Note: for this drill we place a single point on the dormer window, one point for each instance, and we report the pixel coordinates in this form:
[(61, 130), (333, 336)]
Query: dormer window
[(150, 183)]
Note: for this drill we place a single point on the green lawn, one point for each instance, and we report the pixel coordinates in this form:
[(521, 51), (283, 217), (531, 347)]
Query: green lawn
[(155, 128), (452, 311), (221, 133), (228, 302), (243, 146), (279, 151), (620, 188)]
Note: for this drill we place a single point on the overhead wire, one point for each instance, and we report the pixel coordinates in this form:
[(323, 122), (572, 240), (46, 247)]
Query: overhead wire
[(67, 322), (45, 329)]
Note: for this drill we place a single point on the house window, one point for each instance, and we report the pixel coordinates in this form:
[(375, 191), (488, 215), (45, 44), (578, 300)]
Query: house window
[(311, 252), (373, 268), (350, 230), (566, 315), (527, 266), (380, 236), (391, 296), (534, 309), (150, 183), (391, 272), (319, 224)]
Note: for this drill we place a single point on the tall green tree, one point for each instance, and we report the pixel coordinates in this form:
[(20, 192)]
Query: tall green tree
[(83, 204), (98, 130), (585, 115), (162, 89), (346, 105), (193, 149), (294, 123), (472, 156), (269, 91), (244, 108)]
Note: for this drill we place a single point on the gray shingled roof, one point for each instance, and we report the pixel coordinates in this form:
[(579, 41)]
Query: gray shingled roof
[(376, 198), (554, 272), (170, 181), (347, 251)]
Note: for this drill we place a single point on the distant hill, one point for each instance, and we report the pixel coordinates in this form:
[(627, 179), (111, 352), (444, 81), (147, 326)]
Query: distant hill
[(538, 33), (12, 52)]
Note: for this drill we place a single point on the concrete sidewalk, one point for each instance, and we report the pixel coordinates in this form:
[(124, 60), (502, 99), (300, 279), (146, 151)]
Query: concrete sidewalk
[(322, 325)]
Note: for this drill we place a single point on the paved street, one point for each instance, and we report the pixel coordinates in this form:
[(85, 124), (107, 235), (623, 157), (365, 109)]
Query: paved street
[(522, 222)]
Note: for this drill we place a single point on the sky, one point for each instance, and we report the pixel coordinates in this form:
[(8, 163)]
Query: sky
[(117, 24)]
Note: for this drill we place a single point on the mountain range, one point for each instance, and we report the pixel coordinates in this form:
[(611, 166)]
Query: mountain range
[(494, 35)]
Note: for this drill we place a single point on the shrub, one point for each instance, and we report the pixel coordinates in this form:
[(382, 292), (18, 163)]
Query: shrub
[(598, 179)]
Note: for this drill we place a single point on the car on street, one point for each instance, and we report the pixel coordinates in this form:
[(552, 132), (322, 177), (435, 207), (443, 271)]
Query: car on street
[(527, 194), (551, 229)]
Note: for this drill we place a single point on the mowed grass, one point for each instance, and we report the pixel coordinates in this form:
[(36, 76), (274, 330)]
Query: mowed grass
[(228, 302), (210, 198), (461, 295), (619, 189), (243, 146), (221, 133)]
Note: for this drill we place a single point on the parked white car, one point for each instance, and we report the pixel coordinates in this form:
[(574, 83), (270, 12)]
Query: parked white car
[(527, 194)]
• • • • •
• [Exercise brief] Recast every line of the records above as a Markdown table with the columns "Row" and "Record line." Number the rows in order and leave out any blank lines.

• [Solution to this problem]
| Row | Record line |
|---|---|
| 1 | Note: for this drill we place a single point on the dormer window, one point for each instance, and we report the pixel coordinates in this form: |
| 2 | [(61, 130), (333, 336)] |
| 3 | Query: dormer window |
| 4 | [(150, 183)] |
| 5 | Note: for this drill we place a single point on the green lawn, one point for each instance, and we report the pixel coordinates in this form: |
| 6 | [(521, 51), (283, 217), (531, 347)] |
| 7 | Query: green lawn |
| 8 | [(155, 128), (452, 311), (221, 133), (228, 302), (243, 146), (279, 151), (620, 188)] |
| 9 | Note: for this drill we place a single point on the overhead wire, one point for each instance, and we report the pixel coordinates in this form: |
| 10 | [(323, 122), (572, 240), (46, 247)] |
| 11 | Query: overhead wire |
| 12 | [(67, 322), (45, 329)] |
| 13 | Note: for this drill we place a single point on the house window, one point for each instance, and we report the pixel coordinates in this form: |
| 14 | [(375, 191), (488, 215), (45, 44), (578, 300)] |
| 15 | Query: house window |
| 16 | [(311, 252), (373, 268), (350, 230), (566, 315), (527, 266), (380, 236), (391, 296), (534, 309), (150, 183), (391, 272), (319, 224)] |
| 17 | Note: for this drill we place a single point on the tall green tree, one point for each instance, and we report the pixel coordinates in this form: |
| 18 | [(20, 192)] |
| 19 | Query: tall green tree |
| 20 | [(83, 204), (98, 130), (585, 115), (162, 89), (346, 105), (193, 149), (294, 123), (472, 156), (269, 91), (244, 108)] |
| 21 | Note: for this drill we place a single point on the gray shingled roof, one point for each instance, and we report the pixel coordinates in this form: |
| 22 | [(579, 41)] |
| 23 | Query: gray shingled roof |
| 24 | [(376, 198), (554, 272), (170, 181), (347, 251)] |
| 25 | Note: for this drill we place a single point on the distant hill, one point for each instance, and we report the pixel coordinates in this form: |
| 26 | [(627, 179), (111, 352), (444, 81), (147, 326)] |
| 27 | Query: distant hill |
| 28 | [(538, 33), (12, 52)] |
| 29 | Note: for this drill we place a single point on the concrete sidewalk, one point for each instance, and we report the pixel coordinates in this form: |
| 30 | [(124, 60), (502, 99), (300, 279), (146, 151)] |
| 31 | Query: concrete sidewalk |
| 32 | [(322, 325)] |
| 33 | Note: for this drill we place a single point on the paved street, one point for each instance, and we report the pixel coordinates in this form: |
| 34 | [(85, 124), (107, 235), (623, 157), (365, 109)] |
| 35 | Query: paved street |
| 36 | [(522, 222)] |
| 37 | Note: for this drill we place a single point on the sky, one point for each instance, and we report the pixel coordinates in this form: |
| 38 | [(8, 163)] |
| 39 | Query: sky |
| 40 | [(117, 24)] |
| 41 | Note: for this drill we place a single point on the mountain range, one point for each instance, and we report the pixel coordinates in this form: |
| 42 | [(611, 166)] |
| 43 | Query: mountain range |
| 44 | [(494, 35)] |
| 45 | Note: for this drill we place a single point on the shrub, one point for each instance, and we report the pixel coordinates in this form: |
| 46 | [(382, 292), (18, 163)] |
| 47 | Query: shrub |
| 48 | [(598, 179)] |
| 49 | Note: for this drill we place a single point on the car on street, one point for each instance, and we report the pixel coordinates in this form: |
| 50 | [(552, 132), (322, 177), (435, 207), (443, 271)] |
| 51 | Query: car on street |
| 52 | [(527, 194), (551, 229)] |
| 53 | Note: for this drill we place a single point on the mowed grass, one point for each instance, and we report the pixel coordinates in this form: |
| 54 | [(36, 76), (274, 330)] |
| 55 | Query: mowed grass |
| 56 | [(228, 302), (210, 198), (461, 295), (619, 189), (243, 146), (221, 133)] |
| 57 | Note: for this drill we place a single point on the parked white car, one point for each instance, and we report the pixel coordinates in this form: |
| 58 | [(574, 83), (270, 12)] |
| 59 | Query: parked white car |
| 60 | [(527, 194)] |